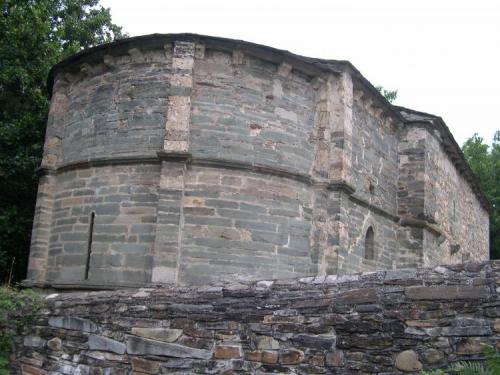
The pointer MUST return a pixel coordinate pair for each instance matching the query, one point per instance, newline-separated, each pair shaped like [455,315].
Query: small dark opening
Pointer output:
[370,244]
[89,245]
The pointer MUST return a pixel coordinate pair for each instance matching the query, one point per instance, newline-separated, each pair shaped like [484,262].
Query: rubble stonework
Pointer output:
[191,160]
[390,322]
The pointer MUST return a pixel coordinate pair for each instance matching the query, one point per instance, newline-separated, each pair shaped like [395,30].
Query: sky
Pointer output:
[443,56]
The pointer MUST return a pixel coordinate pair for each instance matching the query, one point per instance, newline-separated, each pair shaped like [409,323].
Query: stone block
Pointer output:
[73,323]
[107,344]
[141,365]
[291,357]
[446,292]
[160,334]
[227,351]
[407,361]
[140,346]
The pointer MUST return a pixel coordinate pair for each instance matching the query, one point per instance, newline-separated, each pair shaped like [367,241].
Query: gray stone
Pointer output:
[407,361]
[73,323]
[140,346]
[106,344]
[160,334]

====

* **Problem details**: Tell me how many lines of the records include the word "coordinate", replying with the number alone.

* **Result of the task**: 5